**Exercise requirements**
Please gather every line of the material below that contains the word "lamp".

## BEGIN Information supplied

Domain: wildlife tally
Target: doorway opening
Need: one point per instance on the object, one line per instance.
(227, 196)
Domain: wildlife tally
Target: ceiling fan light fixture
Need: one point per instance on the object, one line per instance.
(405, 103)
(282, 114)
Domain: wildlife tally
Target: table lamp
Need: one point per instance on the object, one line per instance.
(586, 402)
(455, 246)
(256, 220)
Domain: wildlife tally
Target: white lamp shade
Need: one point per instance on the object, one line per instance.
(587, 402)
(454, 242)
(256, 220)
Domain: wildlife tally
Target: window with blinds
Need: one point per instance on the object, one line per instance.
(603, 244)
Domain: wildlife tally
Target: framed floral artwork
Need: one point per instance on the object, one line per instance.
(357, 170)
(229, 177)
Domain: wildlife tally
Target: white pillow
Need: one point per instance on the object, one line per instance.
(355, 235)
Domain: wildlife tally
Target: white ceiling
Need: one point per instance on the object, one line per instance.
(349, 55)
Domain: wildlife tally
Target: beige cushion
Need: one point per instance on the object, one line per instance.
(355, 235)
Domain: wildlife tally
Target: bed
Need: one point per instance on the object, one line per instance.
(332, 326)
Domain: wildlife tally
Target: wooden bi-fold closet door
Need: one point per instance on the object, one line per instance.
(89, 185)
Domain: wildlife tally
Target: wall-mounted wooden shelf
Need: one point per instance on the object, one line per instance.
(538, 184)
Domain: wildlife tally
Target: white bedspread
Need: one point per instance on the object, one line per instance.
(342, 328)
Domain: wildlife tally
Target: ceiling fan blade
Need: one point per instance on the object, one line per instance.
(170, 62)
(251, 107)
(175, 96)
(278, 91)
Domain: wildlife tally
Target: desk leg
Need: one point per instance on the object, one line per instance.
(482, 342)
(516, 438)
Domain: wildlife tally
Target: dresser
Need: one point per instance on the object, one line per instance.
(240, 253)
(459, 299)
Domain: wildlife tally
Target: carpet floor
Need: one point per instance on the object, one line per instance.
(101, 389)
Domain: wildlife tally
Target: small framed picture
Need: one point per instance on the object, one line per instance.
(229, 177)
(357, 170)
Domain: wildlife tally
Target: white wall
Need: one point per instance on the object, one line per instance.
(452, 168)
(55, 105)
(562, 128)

## END Information supplied
## BEGIN Information supplied

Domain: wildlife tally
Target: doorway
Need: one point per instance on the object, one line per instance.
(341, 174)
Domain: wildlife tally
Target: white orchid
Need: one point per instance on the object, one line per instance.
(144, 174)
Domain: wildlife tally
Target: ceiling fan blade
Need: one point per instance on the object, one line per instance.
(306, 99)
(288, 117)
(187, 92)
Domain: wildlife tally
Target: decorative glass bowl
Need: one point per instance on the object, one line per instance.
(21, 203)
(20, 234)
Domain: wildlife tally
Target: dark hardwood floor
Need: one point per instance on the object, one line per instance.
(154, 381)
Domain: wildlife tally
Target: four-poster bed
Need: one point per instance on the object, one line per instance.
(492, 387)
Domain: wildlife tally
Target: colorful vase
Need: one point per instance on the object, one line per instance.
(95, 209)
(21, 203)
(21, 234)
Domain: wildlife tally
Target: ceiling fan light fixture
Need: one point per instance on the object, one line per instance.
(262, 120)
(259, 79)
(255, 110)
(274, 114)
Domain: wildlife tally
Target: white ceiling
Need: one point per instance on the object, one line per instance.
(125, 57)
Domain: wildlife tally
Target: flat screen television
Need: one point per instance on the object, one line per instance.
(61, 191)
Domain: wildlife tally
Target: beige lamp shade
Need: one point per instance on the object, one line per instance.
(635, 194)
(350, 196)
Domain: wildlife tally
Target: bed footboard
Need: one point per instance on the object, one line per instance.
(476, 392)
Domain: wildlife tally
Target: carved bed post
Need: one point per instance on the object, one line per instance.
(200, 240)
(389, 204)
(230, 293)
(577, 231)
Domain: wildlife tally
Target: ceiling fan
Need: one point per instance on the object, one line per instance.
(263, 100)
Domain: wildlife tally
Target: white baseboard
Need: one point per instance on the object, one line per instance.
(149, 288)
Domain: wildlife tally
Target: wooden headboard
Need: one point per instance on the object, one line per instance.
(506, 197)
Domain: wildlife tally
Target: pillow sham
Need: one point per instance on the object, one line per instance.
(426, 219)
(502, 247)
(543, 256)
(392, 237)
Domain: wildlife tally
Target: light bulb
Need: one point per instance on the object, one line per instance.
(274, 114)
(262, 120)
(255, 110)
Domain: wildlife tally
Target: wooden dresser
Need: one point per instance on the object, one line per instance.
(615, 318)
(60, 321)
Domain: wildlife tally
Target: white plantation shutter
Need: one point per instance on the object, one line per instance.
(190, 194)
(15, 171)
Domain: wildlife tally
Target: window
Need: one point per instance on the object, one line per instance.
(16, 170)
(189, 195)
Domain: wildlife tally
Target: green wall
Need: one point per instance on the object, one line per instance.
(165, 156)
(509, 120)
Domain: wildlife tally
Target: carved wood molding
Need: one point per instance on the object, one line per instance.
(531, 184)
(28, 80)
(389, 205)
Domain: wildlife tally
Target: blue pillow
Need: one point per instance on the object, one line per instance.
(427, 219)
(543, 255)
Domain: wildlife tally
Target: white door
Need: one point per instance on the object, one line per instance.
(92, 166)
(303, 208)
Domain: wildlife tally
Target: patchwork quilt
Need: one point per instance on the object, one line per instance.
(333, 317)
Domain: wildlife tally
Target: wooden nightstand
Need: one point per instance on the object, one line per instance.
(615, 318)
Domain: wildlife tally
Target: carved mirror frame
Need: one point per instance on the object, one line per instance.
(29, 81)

## END Information supplied

**Finished answer**
Target: table lamp
Target: white lamp shade
Target: beige lamp shade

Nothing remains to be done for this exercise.